• SELECTED TEXT:

▬▬▬▬▬▬

Ken Rogoff, Author Of Discredited Austerity Research, Angrily Blasts Keynesians

Discredited Economist Blasts Back
Kenneth Rogoff, professor of economics at Harvard University, participates in a session on the third day of the World Economic Forum (WEF) Annual Meeting 2011 in Davos, Switzerland, on Friday, Jan. 28, 2011. The World Economic Forum in Davos will be attended by a record number of chief executive officers, with a total of 2,500 delegates attending the five-day meeting. Photographer: Andrew Harrer/Bloomberg via Getty Images
Kenneth Rogoff, professor of economics at Harvard University, participates in a session on the third day of the World Economic Forum (WEF) Annual Meeting 2011 in Davos, Switzerland, on Friday, Jan. 28, 2011. The World Economic Forum in Davos will be attended by a record number of chief executive officers, with a total of 2,500 delegates attending the five-day meeting. Photographer: Andrew Harrer/Bloomberg via Getty Images

Kenneth Rogoff is mad as hell, and he's not going to take it any more.

The Harvard economist has taken a beating since the discovery that much of his research on government debt and growth, which was used to justify austerity measures in the U.S. and Europe, was mistake-based. He and co-author Carmen Reinhart, also of Harvard, have defended themselves repeatedly, and on Thursday Rogoff struck out on his own, with a piece of commentary blasting the Keynesian economists, such as Paul Krugman, who have been dancing on his career's perhaps premature grave.

But Rogoff seems to have let his understandable fury at the intellectual heirs of the British economist John Maynard Keynes, who advocated stimulus over austerity, cloud his judgment: His piece doesn't exactly make sense. Instead it is a big ball of defensiveness and range and inconsistency, with some good ideas mixed in.

"There is no magic Keynesian bullet for the eurozone’s woes," he writes at the top of the column, called "Europe's Lost Keynesians," published at Project Syndicate. "But the spectacularly muddle-headed argument nowadays that too much austerity is killing Europe is not surprising. Commentators are consumed by politics, flailing away at any available target, while the 'anti-austerity' masses apparently believe that there are easy cyclical solutions to tough structural problems."

Meow, tell us how you really feel, Ken Rogoff! But seriously, Rogoff is once again pedaling feverishly away from the austerity movement that he helped inspire, and which he did nothing to discourage until he got caught with Excel spreadsheet errors all over his face. He flags several statements he and Reinhart have made in the past that show they don't think austerity is the only answer to Europe's problems. At the same time, however, he is also not backing down from his core idea, that too much government debt is a bad thing that slows growth and must be eradicated posthaste.

He seriously undermines himself right away with the dubious claim that austerity is not hurting Europe. Not even former austerity fanatics such as Olli Rehn -- who once approvingly quoted Rogoff in pushing austerity -- believe this any more. As the Financial Times' Martin Wolf argues convincingly, with many brightly colored charts, austerity brought the eurozone's recovery from the financial crisis of 2008 to a screeching halt.

▬▬▬▬▬▬

• DATA SUPPLIED:
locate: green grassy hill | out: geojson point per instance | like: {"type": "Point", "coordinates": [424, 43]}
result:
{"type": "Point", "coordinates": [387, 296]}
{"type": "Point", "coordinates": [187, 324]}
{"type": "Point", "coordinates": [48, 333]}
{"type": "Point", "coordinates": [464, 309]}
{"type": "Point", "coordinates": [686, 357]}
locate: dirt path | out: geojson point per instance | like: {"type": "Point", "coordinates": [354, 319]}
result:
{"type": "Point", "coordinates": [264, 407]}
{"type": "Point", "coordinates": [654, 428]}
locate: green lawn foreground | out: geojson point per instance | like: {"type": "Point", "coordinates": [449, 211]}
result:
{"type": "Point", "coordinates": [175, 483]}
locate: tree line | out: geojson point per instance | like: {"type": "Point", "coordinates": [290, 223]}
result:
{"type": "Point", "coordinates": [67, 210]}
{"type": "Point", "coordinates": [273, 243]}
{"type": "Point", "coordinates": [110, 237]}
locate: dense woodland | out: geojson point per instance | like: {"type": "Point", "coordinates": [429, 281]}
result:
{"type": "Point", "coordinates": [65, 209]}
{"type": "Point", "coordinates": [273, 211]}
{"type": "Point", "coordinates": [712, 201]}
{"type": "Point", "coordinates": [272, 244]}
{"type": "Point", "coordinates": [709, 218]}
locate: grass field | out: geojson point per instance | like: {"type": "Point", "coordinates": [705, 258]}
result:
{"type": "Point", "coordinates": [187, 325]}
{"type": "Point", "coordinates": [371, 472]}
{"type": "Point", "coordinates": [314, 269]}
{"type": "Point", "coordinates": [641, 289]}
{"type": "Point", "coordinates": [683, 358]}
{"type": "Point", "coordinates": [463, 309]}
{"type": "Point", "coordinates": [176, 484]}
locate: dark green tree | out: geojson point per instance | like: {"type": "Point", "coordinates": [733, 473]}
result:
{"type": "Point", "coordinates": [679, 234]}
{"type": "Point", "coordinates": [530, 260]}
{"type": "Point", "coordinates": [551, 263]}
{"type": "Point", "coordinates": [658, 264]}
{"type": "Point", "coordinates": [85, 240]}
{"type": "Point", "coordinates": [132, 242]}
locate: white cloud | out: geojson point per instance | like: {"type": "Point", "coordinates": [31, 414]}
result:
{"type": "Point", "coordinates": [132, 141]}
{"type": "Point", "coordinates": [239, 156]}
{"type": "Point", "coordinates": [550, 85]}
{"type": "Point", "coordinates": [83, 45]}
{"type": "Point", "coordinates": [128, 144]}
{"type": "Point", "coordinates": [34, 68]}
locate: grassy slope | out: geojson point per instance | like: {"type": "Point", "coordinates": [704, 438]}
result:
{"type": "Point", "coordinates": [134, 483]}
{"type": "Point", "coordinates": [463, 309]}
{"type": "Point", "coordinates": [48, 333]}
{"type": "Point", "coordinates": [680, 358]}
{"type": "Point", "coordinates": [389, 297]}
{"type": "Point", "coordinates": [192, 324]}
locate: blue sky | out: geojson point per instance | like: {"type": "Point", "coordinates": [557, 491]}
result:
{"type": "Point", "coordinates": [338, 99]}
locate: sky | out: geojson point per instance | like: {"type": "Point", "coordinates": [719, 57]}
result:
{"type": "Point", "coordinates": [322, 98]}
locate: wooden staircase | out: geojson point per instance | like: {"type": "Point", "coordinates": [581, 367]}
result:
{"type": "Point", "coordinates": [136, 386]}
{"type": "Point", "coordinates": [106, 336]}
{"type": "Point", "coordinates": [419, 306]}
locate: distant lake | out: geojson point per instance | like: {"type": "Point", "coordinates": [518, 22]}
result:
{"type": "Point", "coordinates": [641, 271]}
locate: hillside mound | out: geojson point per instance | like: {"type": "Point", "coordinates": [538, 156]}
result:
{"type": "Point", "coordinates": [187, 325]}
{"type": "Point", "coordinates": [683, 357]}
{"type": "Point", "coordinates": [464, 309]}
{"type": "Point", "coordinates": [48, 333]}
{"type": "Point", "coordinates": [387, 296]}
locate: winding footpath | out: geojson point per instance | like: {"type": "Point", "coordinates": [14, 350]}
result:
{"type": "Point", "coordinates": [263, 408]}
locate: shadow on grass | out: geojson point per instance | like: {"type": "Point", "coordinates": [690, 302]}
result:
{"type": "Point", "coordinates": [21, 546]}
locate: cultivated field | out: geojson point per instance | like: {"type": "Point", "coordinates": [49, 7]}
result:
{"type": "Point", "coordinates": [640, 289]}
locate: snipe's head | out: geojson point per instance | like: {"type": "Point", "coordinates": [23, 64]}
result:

▬▬▬▬▬▬

• WRITTEN TASK 1: According to the article about Kenneth Rogoff, what is the title of his column, and where was it published?
• WRITTEN TASK 2:
Based on the article about Kenneth Rogoff, state whether each statement agrees with it. Answer yes or no for each, and quote the words that decide it.
(a) Carmen Reinhart is also at Harvard.
(b) Olli Rehn once approvingly quoted Rogoff while pushing austerity.
(c) The World Economic Forum meeting in Davos lasted three days.
• WRITTEN TASK 3: Reproduce the passage of the article about Kenneth Rogoff from "The Harvard economist" up to and including "perhaps premature grave.".

• WRITTEN REPLY 1: The column is called "Europe's Lost Keynesians," and it was published at Project Syndicate.

• WRITTEN REPLY 2:
(a) Yes: "Carmen Reinhart, also of Harvard"
(b) Yes: "who once approvingly quoted Rogoff in pushing austerity"
(c) No: "a total of 2,500 delegates attending the five-day meeting"

• WRITTEN REPLY 3:
The Harvard economist has taken a beating since the discovery that much of his research on government debt and growth, which was used to justify austerity measures in the U.S. and Europe, was mistake-based. He and co-author Carmen Reinhart, also of Harvard, have defended themselves repeatedly, and on Thursday Rogoff struck out on his own, with a piece of commentary blasting the Keynesian economists, such as Paul Krugman, who have been dancing on his career's perhaps premature grave.